--- start of INPUT ---

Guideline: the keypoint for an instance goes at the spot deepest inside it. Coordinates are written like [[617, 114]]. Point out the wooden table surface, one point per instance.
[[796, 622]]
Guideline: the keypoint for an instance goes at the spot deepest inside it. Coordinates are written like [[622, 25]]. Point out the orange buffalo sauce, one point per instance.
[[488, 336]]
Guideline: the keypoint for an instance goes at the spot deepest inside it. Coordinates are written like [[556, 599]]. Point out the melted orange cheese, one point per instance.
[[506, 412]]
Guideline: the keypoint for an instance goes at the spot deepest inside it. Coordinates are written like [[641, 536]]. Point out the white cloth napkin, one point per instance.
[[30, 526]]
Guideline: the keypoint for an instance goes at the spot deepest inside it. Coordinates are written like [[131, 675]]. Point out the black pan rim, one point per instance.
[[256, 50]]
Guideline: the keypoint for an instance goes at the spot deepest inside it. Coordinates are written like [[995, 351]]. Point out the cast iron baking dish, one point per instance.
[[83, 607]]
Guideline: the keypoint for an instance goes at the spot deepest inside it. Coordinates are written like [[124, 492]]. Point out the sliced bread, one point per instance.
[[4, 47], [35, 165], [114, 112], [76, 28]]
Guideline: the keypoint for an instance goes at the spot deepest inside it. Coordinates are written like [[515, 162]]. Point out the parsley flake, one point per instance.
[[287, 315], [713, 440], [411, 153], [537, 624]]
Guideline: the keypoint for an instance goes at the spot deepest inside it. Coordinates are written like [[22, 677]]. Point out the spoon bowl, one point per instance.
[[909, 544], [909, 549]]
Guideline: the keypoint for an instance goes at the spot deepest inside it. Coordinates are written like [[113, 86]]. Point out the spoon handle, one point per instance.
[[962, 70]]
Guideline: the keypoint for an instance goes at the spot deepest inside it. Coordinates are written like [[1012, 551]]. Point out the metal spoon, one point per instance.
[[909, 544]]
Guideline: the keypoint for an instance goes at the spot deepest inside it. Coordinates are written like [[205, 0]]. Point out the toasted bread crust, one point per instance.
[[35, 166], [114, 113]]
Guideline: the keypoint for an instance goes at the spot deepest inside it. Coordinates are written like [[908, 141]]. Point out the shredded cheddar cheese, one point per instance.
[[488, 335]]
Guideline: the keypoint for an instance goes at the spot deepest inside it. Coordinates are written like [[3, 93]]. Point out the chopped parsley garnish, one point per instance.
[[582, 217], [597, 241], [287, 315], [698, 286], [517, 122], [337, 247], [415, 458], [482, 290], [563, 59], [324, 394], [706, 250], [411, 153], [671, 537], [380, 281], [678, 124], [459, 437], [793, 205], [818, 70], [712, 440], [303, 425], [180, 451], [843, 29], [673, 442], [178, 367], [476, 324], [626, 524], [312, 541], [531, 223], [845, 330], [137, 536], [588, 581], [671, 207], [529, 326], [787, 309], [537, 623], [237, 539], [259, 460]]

--- end of INPUT ---

» **GIVEN INSTRUCTION**
Swap "Point out" for "Mark" throughout the lines above and give them again, leaving everything else unchanged.

» **PROBLEM SOLUTION**
Guideline: the keypoint for an instance goes at the spot deepest inside it. Coordinates are written like [[617, 114]]. Mark the wooden table surface, one point per instance.
[[796, 622]]
Guideline: the keypoint for an instance goes at the spot deepest inside it. Coordinates are written like [[622, 25]]. Mark the orange buffalo sauce, one point per instance.
[[488, 336]]
Guideline: the keypoint for an instance goes at the spot deepest inside it. Coordinates are written like [[556, 599]]. Mark the melted orange cheese, one point per instance.
[[506, 412]]
Guideline: the keypoint for an instance goes at the spot deepest inside it. Coordinates are written like [[641, 536]]. Mark the white cloth napkin, one point per instance.
[[30, 526]]
Guideline: the keypoint for an instance goes at the spot deepest inside it. Coordinates are written like [[131, 675]]. Mark the black pan rim, one point per instance.
[[256, 50]]
Guideline: the keypoint for an instance goes at the spot deepest inside it. Coordinates are written like [[995, 351]]. Mark the cast iron baking dish, one point per instance.
[[83, 607]]
Guideline: the keypoint for an instance goes at the spot deepest inside it. Coordinates are written like [[124, 492]]. Mark the sliced bread, one point per instance.
[[4, 47], [35, 165], [114, 112], [76, 28]]
Guideline: the keypoint for an instance goes at the spot deepest inside it. Coordinates are written like [[515, 162]]. Mark the parsley flake, one point per instance.
[[287, 315], [713, 440], [411, 153], [537, 624]]
Guideline: the keypoint for an instance goes at the spot deepest inside it. Coordinates are written like [[22, 677]]. Mark the spoon bowl, one point per instance.
[[909, 544], [909, 549]]
Guideline: the keypoint for an instance goes at the spot deepest inside it. Coordinates are written like [[113, 86]]. Mark the spoon handle, one point per instance.
[[962, 70]]
Guideline: the keypoint for an instance goes at the spot deepest inside it. Coordinates are written like [[1012, 551]]. Mark the metal spoon, one point per instance.
[[909, 544]]
Guideline: the keypoint for an instance goes at the spot deepest inside it. Coordinates are written like [[205, 0]]. Mark the toasted bread crust, one point per instance.
[[35, 166], [114, 113]]
Guideline: the keypoint for an instance goes at the spot deepest inside it. Coordinates are written like [[908, 141]]. Mark the shredded cheddar cheese, one point per instance.
[[488, 335]]
Guideline: the keypoint for an instance goes at the spot deepest inside it. Coordinates are written like [[3, 93]]. Mark the chopped parsley garnish, one point per instance.
[[582, 217], [597, 241], [287, 315], [698, 286], [517, 122], [337, 247], [415, 458], [482, 290], [563, 59], [324, 394], [706, 250], [411, 153], [671, 537], [380, 281], [678, 124], [459, 437], [793, 205], [818, 70], [712, 440], [303, 425], [180, 451], [843, 29], [673, 442], [178, 367], [476, 324], [626, 524], [312, 541], [531, 223], [845, 330], [137, 536], [588, 581], [671, 207], [529, 326], [787, 309], [537, 623], [237, 539], [259, 460]]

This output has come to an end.